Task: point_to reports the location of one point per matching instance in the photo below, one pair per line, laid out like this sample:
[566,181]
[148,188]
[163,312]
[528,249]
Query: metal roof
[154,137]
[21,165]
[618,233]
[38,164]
◇ ◇ ◇ ◇ ◇
Everything in the material above is to be copied exactly.

* [Output for this exercise]
Task: point_to reports the location of one point per matching instance in the photo below, one pair per line, laid out like this sample:
[566,181]
[148,188]
[163,312]
[528,249]
Query: metal roof
[154,137]
[21,165]
[618,233]
[38,164]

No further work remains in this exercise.